Segmentation mask data
● ● ● ● ●
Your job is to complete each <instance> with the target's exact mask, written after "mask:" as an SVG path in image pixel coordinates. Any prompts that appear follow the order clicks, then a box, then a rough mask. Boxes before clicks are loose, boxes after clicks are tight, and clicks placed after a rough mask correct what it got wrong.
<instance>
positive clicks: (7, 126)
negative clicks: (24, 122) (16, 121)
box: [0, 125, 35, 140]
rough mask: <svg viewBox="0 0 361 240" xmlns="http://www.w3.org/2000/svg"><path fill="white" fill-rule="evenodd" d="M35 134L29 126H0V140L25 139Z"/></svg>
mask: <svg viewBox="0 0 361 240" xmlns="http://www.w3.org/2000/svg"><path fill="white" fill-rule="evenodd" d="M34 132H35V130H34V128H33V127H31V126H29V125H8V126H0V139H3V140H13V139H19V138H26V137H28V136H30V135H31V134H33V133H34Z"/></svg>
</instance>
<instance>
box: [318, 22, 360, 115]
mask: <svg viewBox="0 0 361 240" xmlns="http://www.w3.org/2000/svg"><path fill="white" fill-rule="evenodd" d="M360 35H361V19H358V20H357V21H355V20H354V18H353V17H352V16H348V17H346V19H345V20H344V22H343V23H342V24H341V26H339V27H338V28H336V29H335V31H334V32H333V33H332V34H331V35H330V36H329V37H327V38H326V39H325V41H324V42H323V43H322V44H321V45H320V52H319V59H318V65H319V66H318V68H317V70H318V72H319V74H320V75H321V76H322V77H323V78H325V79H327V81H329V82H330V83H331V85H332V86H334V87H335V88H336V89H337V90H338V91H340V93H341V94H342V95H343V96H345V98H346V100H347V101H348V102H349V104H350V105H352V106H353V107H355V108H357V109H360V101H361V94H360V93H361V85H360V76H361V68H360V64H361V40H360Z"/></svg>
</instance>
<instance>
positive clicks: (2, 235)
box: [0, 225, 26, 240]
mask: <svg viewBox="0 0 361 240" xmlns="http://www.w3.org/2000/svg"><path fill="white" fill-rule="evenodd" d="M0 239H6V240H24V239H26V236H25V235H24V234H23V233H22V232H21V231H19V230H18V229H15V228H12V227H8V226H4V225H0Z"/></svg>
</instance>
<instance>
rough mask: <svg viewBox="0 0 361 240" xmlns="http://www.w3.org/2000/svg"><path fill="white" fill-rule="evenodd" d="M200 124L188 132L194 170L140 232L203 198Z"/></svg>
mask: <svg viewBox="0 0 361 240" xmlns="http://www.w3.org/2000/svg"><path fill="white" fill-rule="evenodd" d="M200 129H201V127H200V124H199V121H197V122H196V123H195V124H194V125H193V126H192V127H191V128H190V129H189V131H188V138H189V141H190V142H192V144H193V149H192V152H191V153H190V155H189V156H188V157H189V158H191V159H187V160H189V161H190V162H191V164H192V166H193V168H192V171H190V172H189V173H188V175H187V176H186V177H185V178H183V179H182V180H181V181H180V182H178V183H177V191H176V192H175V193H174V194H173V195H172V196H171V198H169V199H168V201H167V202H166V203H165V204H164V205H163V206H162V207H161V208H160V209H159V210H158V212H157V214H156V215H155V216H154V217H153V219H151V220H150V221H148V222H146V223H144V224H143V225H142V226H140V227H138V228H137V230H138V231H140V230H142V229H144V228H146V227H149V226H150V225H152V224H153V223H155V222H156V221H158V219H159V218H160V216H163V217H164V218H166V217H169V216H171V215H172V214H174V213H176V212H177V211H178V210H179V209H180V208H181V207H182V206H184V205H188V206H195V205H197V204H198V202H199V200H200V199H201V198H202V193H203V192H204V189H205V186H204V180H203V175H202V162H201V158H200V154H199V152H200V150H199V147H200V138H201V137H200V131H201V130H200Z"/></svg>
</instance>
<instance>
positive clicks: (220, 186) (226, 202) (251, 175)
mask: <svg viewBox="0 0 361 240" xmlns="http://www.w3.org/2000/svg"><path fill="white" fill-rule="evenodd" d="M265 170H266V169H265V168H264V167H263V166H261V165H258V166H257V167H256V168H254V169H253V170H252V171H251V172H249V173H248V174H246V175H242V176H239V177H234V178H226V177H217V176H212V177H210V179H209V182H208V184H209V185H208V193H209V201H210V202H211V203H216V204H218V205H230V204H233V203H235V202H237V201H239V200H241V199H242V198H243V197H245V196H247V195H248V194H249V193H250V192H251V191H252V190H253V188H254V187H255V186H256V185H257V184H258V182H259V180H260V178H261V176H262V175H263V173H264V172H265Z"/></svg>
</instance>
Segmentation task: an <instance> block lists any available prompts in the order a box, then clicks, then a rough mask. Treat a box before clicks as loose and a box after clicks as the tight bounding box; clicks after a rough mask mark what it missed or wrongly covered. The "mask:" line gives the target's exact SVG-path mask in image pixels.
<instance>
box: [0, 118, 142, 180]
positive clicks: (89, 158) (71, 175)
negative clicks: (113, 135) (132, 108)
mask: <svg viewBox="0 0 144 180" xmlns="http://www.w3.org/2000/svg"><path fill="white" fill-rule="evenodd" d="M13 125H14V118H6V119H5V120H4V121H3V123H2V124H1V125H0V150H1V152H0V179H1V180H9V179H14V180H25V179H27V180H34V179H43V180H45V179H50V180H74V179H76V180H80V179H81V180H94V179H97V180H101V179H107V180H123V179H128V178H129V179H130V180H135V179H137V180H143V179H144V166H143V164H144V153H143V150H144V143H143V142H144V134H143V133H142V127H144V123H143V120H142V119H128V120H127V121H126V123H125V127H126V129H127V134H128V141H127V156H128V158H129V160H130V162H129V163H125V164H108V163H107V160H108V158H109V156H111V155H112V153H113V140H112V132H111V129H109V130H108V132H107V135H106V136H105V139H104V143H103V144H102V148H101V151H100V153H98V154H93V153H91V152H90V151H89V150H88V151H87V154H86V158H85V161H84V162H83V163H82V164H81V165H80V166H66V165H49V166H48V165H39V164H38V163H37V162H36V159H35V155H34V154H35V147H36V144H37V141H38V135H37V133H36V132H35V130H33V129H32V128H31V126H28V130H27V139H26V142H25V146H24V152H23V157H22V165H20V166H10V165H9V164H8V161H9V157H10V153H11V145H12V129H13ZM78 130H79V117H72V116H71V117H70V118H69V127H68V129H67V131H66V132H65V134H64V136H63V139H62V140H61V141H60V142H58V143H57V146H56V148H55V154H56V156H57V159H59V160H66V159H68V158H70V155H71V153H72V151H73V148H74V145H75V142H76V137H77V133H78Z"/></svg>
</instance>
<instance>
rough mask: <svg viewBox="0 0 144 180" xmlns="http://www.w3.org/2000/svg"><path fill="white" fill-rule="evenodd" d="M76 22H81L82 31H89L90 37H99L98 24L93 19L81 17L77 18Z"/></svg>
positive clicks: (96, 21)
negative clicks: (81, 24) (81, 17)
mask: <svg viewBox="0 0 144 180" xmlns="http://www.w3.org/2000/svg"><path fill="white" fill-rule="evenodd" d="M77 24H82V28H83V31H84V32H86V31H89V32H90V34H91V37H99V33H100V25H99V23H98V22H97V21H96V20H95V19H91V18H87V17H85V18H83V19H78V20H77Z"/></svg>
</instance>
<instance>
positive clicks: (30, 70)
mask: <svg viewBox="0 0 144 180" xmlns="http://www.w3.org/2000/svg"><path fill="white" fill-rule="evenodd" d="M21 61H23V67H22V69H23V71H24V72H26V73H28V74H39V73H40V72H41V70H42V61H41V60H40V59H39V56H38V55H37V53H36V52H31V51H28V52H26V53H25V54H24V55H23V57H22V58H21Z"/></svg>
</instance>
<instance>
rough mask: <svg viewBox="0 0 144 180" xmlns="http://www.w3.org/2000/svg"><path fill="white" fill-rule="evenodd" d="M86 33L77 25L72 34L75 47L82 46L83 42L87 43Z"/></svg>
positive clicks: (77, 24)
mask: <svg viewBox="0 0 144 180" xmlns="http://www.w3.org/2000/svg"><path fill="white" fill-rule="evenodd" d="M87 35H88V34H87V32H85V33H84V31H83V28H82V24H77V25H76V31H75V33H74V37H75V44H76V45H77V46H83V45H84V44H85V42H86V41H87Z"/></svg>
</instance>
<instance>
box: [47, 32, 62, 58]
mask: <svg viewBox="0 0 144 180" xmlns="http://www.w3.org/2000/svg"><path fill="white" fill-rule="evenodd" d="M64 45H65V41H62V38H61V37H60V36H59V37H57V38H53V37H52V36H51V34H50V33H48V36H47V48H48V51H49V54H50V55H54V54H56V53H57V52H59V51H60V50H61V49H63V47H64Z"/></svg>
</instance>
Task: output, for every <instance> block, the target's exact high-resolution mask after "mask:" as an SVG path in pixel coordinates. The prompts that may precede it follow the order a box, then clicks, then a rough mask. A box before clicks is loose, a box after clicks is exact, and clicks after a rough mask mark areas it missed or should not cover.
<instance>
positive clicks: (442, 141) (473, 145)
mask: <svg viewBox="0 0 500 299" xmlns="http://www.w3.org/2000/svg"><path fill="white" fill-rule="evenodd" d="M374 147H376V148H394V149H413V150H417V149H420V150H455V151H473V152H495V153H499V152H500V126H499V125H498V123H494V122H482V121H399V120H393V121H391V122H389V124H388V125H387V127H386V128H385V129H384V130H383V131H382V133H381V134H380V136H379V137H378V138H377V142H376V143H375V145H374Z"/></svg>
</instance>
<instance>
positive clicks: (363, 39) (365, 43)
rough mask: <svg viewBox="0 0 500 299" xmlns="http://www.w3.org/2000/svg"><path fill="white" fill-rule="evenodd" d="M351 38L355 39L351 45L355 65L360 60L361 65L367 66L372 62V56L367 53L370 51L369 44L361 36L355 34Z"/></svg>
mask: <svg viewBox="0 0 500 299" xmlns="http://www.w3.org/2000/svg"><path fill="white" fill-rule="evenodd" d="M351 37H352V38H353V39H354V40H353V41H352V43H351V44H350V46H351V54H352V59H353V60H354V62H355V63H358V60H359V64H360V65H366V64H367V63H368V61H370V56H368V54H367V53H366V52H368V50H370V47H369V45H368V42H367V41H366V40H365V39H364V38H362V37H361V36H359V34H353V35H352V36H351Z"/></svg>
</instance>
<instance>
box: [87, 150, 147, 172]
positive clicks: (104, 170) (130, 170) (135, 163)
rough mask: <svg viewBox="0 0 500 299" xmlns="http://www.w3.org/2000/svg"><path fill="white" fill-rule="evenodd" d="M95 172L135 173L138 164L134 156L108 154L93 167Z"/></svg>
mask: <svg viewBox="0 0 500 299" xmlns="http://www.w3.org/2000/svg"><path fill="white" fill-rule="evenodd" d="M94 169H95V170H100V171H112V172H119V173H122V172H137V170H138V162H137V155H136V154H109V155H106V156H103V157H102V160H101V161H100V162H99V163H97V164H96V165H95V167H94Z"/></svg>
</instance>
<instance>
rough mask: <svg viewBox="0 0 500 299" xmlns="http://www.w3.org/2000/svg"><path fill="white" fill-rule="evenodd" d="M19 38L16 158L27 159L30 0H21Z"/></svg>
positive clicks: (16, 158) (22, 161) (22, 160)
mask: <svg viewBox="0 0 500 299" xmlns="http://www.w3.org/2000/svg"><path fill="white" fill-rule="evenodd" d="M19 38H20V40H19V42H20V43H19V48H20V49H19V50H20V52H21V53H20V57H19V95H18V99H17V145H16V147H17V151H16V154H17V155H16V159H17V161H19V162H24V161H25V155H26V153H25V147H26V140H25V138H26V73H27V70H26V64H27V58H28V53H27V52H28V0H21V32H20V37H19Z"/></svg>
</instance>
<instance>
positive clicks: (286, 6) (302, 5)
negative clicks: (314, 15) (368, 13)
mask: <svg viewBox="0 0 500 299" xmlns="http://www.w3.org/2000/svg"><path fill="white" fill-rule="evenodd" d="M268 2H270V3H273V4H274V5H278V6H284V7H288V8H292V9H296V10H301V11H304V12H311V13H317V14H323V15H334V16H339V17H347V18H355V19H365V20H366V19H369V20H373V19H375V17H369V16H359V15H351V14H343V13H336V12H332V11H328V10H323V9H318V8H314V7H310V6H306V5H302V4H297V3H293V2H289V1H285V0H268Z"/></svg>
● ● ● ● ●
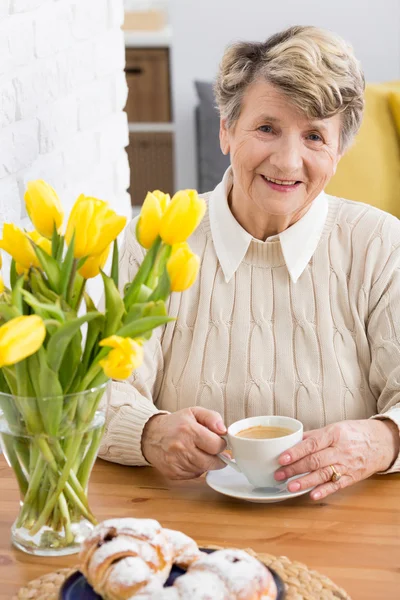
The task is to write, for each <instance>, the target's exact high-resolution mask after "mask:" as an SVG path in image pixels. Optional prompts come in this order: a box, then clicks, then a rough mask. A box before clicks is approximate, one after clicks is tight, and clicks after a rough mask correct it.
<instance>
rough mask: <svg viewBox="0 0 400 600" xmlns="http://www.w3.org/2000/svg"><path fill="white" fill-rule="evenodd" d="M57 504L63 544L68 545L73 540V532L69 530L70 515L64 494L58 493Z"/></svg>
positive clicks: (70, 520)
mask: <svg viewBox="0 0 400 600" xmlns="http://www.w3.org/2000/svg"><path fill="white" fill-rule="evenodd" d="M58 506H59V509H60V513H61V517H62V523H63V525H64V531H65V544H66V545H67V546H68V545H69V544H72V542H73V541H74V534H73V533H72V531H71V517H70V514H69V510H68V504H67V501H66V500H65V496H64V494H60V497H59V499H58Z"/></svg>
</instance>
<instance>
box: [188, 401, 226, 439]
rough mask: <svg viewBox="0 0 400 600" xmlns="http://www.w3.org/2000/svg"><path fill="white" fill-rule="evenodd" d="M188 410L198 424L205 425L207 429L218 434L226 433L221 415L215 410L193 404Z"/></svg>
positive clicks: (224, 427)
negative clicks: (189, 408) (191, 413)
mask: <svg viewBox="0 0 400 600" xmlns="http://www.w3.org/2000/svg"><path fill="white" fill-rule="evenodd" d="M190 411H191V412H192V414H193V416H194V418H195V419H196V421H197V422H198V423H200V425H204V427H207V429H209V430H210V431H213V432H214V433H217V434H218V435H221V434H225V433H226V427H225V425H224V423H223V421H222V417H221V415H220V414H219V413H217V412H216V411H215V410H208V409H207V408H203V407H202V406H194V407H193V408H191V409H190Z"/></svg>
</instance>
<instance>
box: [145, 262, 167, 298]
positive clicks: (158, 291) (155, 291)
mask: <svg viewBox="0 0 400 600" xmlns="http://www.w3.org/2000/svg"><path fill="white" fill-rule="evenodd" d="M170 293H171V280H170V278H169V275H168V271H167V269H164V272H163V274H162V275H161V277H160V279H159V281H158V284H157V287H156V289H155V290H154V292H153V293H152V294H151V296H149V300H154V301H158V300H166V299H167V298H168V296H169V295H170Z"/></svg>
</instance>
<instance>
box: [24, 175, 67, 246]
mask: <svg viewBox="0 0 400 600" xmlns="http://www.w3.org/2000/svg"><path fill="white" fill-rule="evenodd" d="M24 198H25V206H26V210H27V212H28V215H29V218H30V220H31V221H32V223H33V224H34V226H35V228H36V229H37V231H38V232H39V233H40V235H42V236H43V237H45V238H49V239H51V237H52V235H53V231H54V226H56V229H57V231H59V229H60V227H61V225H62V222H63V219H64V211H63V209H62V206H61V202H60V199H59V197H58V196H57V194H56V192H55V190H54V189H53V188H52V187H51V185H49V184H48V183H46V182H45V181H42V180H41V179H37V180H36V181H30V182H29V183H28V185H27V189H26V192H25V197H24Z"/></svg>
● ● ● ● ●
◆ **Problem to work on**
The required output is each line of the entries that contains the word "mark".

◆ **Answer to this problem**
Segmentation task: an <instance> block lists any available prompts in the order a box, then clicks, then a rough mask. Treat a box before clicks as loose and a box after clicks as the tight bounding box; clicks after a rough mask mark what it missed or wrongly covered. The "mask:" line gives the target's exact SVG-path mask in image pixels.
Task: output, for every <instance> block, the target's exact high-resolution mask after "mask:" as an SVG path in pixel coordinates. The prompts that may precede it follow the order a box, then clicks, then a rough mask. A box before clicks is loose, a box after clicks is exact, and clicks after a rough mask mark areas it missed or should not cover.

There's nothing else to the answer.